(Items from a data source)

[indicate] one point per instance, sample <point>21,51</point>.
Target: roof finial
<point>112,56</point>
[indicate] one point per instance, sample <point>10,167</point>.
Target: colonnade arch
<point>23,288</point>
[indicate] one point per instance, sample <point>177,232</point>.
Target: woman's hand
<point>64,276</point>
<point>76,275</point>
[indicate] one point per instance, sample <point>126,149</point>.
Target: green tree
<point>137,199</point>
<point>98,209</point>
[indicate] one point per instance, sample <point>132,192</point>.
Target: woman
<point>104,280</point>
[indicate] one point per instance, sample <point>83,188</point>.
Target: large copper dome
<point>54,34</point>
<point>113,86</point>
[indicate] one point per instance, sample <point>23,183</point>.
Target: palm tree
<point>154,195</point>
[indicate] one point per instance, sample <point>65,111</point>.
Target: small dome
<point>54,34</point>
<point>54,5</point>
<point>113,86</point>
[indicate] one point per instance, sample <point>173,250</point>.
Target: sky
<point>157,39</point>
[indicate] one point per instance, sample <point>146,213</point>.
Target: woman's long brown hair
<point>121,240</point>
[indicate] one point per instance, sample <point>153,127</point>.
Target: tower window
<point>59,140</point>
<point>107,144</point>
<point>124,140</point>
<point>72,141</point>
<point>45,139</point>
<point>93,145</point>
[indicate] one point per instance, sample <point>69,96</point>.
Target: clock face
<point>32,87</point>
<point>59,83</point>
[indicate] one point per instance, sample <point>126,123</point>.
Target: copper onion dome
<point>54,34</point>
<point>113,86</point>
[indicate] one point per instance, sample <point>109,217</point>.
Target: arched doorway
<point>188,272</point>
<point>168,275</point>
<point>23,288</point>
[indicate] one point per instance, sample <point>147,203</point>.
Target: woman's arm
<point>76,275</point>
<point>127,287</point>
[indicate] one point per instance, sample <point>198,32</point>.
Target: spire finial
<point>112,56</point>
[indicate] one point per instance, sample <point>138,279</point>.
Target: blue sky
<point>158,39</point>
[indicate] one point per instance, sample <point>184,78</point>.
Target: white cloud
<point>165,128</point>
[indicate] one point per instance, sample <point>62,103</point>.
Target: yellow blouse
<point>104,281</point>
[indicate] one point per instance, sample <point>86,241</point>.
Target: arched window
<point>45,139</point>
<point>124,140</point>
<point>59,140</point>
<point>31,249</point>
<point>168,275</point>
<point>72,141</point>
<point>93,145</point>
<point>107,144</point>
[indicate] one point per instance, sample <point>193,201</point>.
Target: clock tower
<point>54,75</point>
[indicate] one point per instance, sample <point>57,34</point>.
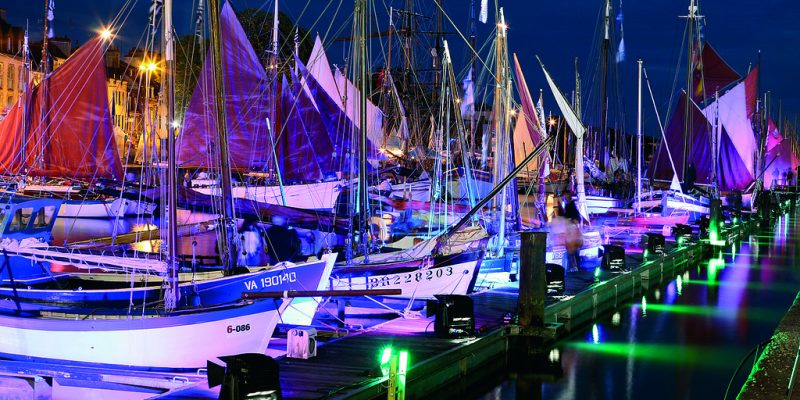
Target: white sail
<point>320,68</point>
<point>351,96</point>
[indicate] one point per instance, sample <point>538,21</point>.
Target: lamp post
<point>147,68</point>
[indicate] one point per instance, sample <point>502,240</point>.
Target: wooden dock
<point>348,367</point>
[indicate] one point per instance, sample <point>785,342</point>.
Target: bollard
<point>532,281</point>
<point>715,221</point>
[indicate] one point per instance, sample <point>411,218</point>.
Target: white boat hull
<point>169,342</point>
<point>601,204</point>
<point>417,283</point>
<point>105,209</point>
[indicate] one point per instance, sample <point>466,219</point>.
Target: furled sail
<point>530,119</point>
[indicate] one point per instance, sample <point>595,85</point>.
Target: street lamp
<point>106,34</point>
<point>148,67</point>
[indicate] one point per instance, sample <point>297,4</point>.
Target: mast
<point>578,108</point>
<point>227,248</point>
<point>604,82</point>
<point>172,169</point>
<point>501,109</point>
<point>45,96</point>
<point>272,122</point>
<point>26,67</point>
<point>639,148</point>
<point>472,63</point>
<point>687,134</point>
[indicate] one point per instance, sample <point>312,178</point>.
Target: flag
<point>621,49</point>
<point>155,10</point>
<point>468,99</point>
<point>51,9</point>
<point>198,21</point>
<point>484,15</point>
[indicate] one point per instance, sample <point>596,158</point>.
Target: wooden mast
<point>172,168</point>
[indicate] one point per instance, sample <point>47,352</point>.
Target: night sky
<point>557,31</point>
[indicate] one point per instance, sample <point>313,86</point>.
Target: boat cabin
<point>23,217</point>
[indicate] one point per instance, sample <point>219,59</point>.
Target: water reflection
<point>685,339</point>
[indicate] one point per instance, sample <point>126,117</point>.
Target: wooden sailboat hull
<point>210,292</point>
<point>171,341</point>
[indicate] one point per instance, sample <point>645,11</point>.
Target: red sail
<point>712,73</point>
<point>70,129</point>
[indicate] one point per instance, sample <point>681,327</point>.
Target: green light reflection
<point>714,357</point>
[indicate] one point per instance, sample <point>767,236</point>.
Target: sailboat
<point>712,129</point>
<point>287,133</point>
<point>165,337</point>
<point>59,130</point>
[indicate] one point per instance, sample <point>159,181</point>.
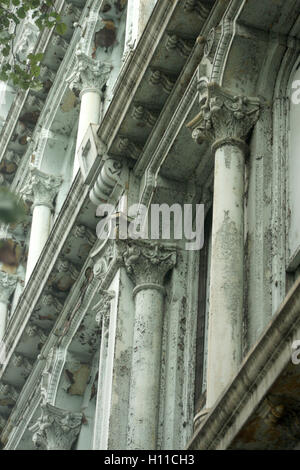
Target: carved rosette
<point>224,117</point>
<point>89,74</point>
<point>56,429</point>
<point>147,265</point>
<point>8,284</point>
<point>42,188</point>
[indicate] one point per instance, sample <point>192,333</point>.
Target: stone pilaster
<point>147,266</point>
<point>56,429</point>
<point>225,121</point>
<point>42,189</point>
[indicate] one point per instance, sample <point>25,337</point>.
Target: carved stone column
<point>225,121</point>
<point>88,78</point>
<point>138,13</point>
<point>147,265</point>
<point>7,286</point>
<point>56,429</point>
<point>42,189</point>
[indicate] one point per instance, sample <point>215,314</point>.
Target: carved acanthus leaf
<point>8,284</point>
<point>56,429</point>
<point>41,188</point>
<point>148,263</point>
<point>88,73</point>
<point>223,115</point>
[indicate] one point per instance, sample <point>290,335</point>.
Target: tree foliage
<point>12,209</point>
<point>24,73</point>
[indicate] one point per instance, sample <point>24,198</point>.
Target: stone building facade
<point>112,343</point>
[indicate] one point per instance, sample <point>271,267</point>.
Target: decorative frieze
<point>8,392</point>
<point>160,78</point>
<point>56,429</point>
<point>34,331</point>
<point>65,266</point>
<point>212,43</point>
<point>129,148</point>
<point>41,188</point>
<point>103,308</point>
<point>59,41</point>
<point>48,300</point>
<point>224,117</point>
<point>143,115</point>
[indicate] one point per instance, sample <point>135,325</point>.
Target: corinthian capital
<point>88,74</point>
<point>224,117</point>
<point>148,264</point>
<point>56,429</point>
<point>7,286</point>
<point>41,188</point>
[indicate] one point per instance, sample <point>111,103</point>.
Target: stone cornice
<point>267,358</point>
<point>22,96</point>
<point>134,69</point>
<point>51,251</point>
<point>42,188</point>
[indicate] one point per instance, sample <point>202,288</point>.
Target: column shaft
<point>227,271</point>
<point>3,316</point>
<point>145,375</point>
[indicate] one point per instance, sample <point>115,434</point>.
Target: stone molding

== About this exercise ==
Print out every record above exactly as given. Do not include the pictures.

== Reply to the task ==
[indicate] one point per instance, sample <point>21,51</point>.
Target: roof finial
<point>112,56</point>
[indicate] one point per instance, sample <point>10,167</point>.
Target: colonnade arch
<point>23,288</point>
[indicate] one point per instance, sample <point>177,232</point>.
Target: woman's hand
<point>64,276</point>
<point>76,275</point>
[indicate] one point per instance, sample <point>126,149</point>.
Target: green tree
<point>137,199</point>
<point>98,209</point>
[indicate] one point per instance, sample <point>132,192</point>.
Target: woman
<point>104,280</point>
[indicate] one point per instance, sample <point>83,188</point>.
Target: large copper dome
<point>54,34</point>
<point>113,86</point>
[indicate] one point per instance, sample <point>23,183</point>.
Target: palm tree
<point>154,195</point>
[indicate] one point per instance, sample <point>65,111</point>.
Target: small dome
<point>54,34</point>
<point>54,5</point>
<point>113,86</point>
[indicate] one point per instance, sample <point>173,250</point>.
Target: sky
<point>157,39</point>
[indicate] one point per instance, sample <point>146,213</point>.
Target: woman's long brown hair
<point>121,240</point>
[indicate] one point per instance, sample <point>153,127</point>.
Target: tower window
<point>59,140</point>
<point>107,144</point>
<point>124,140</point>
<point>72,141</point>
<point>45,139</point>
<point>93,145</point>
[indicate] one point per instance, sample <point>69,96</point>.
Target: clock face
<point>32,87</point>
<point>59,83</point>
[indicate] one point per instance, sample <point>126,123</point>.
Target: copper onion dome
<point>54,34</point>
<point>113,86</point>
[indicate] one point per instance, sample <point>109,217</point>.
Target: arched doorway
<point>188,272</point>
<point>168,275</point>
<point>23,288</point>
[indicate] one point per instance, sample <point>147,203</point>.
Target: woman's arm
<point>76,275</point>
<point>127,287</point>
[indicate] one point per instance, sample <point>198,32</point>.
Target: spire finial
<point>112,56</point>
[indicate] one point per instance, sample <point>138,279</point>.
Target: blue sky
<point>158,39</point>
[indicate] one point per instance, sample <point>184,78</point>.
Target: white cloud
<point>165,128</point>
[indicate] one point per instance, sample <point>62,103</point>.
Target: yellow blouse
<point>104,281</point>
[indicate] one point per instance, sample <point>86,241</point>.
Target: arched window
<point>45,139</point>
<point>124,140</point>
<point>59,140</point>
<point>31,249</point>
<point>168,275</point>
<point>72,141</point>
<point>93,145</point>
<point>107,144</point>
[indicate] one point per instance, sample <point>193,201</point>.
Target: clock tower
<point>54,75</point>
[indicate] one point per instance, sample <point>57,34</point>.
Target: white sail
<point>320,68</point>
<point>351,96</point>
[indicate] one point per instance, sample <point>538,21</point>.
Target: lamp post
<point>147,68</point>
[indicate] one point per instance, sample <point>502,240</point>.
Target: wooden dock
<point>348,367</point>
[indicate] one point per instance, sample <point>785,342</point>.
Target: bollard
<point>532,281</point>
<point>715,221</point>
[indicate] one point per instance, sample <point>411,218</point>.
Target: white boat hull
<point>169,342</point>
<point>601,204</point>
<point>417,283</point>
<point>105,209</point>
[indicate] one point per instance, sample <point>466,219</point>.
Target: furled sail
<point>530,119</point>
[indicate] one point per instance, sample <point>595,85</point>.
Target: street lamp
<point>106,34</point>
<point>148,67</point>
[indicate] one point per instance, sample <point>297,4</point>.
Target: mast
<point>578,108</point>
<point>227,248</point>
<point>604,82</point>
<point>172,169</point>
<point>501,109</point>
<point>45,96</point>
<point>272,122</point>
<point>26,67</point>
<point>639,148</point>
<point>472,63</point>
<point>687,134</point>
[indicate] one point per instance, sample <point>312,178</point>.
Target: flag
<point>621,49</point>
<point>155,10</point>
<point>468,99</point>
<point>51,9</point>
<point>198,21</point>
<point>484,15</point>
[indicate] one point per instance, sample <point>596,158</point>.
Target: wooden mast
<point>172,168</point>
[indicate] one point per instance, sample <point>47,352</point>.
Target: night sky
<point>557,31</point>
[indicate] one point per instance, sample <point>313,86</point>.
Target: boat cabin
<point>23,217</point>
[indicate] one point per instance, sample <point>219,59</point>.
Target: water reflection
<point>685,339</point>
[indicate] one point per instance, sample <point>126,117</point>.
Target: wooden sailboat hull
<point>210,292</point>
<point>171,341</point>
[indicate] one point per instance, sample <point>645,11</point>.
Target: red sail
<point>712,73</point>
<point>70,129</point>
[indicate] one point per instance, sample <point>681,327</point>.
Target: green light reflection
<point>714,357</point>
[indicate] one point per instance, sample <point>767,236</point>.
Target: sailboat
<point>712,129</point>
<point>287,133</point>
<point>165,337</point>
<point>59,130</point>
[indicate] one point per instance, sample <point>159,181</point>.
Target: carved rosette
<point>224,117</point>
<point>89,74</point>
<point>56,429</point>
<point>147,265</point>
<point>8,284</point>
<point>42,188</point>
[indicate] one point per instance, sample <point>192,333</point>.
Target: stone pilaster
<point>147,266</point>
<point>56,429</point>
<point>225,121</point>
<point>42,189</point>
[indicate] one point per instance, sample <point>25,337</point>.
Target: carved stone column
<point>225,121</point>
<point>88,78</point>
<point>138,13</point>
<point>147,265</point>
<point>7,286</point>
<point>56,429</point>
<point>42,189</point>
[indicate] one point per instance, sample <point>215,314</point>.
Target: carved acanthus leaf
<point>8,284</point>
<point>56,429</point>
<point>41,188</point>
<point>148,263</point>
<point>88,73</point>
<point>223,115</point>
[indicate] one point per instance, sample <point>290,335</point>.
Target: tree foliage
<point>12,209</point>
<point>24,73</point>
[indicate] one point per instance, sample <point>24,198</point>.
Target: stone building facade
<point>112,343</point>
[indicate] one point per instance, sample <point>271,267</point>.
Target: decorative frieze
<point>8,392</point>
<point>160,78</point>
<point>56,429</point>
<point>34,331</point>
<point>65,266</point>
<point>212,43</point>
<point>129,148</point>
<point>41,188</point>
<point>103,308</point>
<point>59,41</point>
<point>48,300</point>
<point>224,117</point>
<point>143,115</point>
[indicate] one point per instance, sample <point>135,325</point>.
Target: corinthian capital
<point>88,74</point>
<point>224,117</point>
<point>148,264</point>
<point>56,429</point>
<point>7,286</point>
<point>41,188</point>
[indicate] one point per instance, sample <point>111,103</point>.
Target: stone cornice
<point>267,358</point>
<point>22,96</point>
<point>134,69</point>
<point>51,251</point>
<point>42,188</point>
[indicate] one point per instance, sample <point>202,288</point>.
Target: column shaft
<point>227,271</point>
<point>3,316</point>
<point>145,375</point>
[indicate] one point per instance, sample <point>115,434</point>.
Target: stone molding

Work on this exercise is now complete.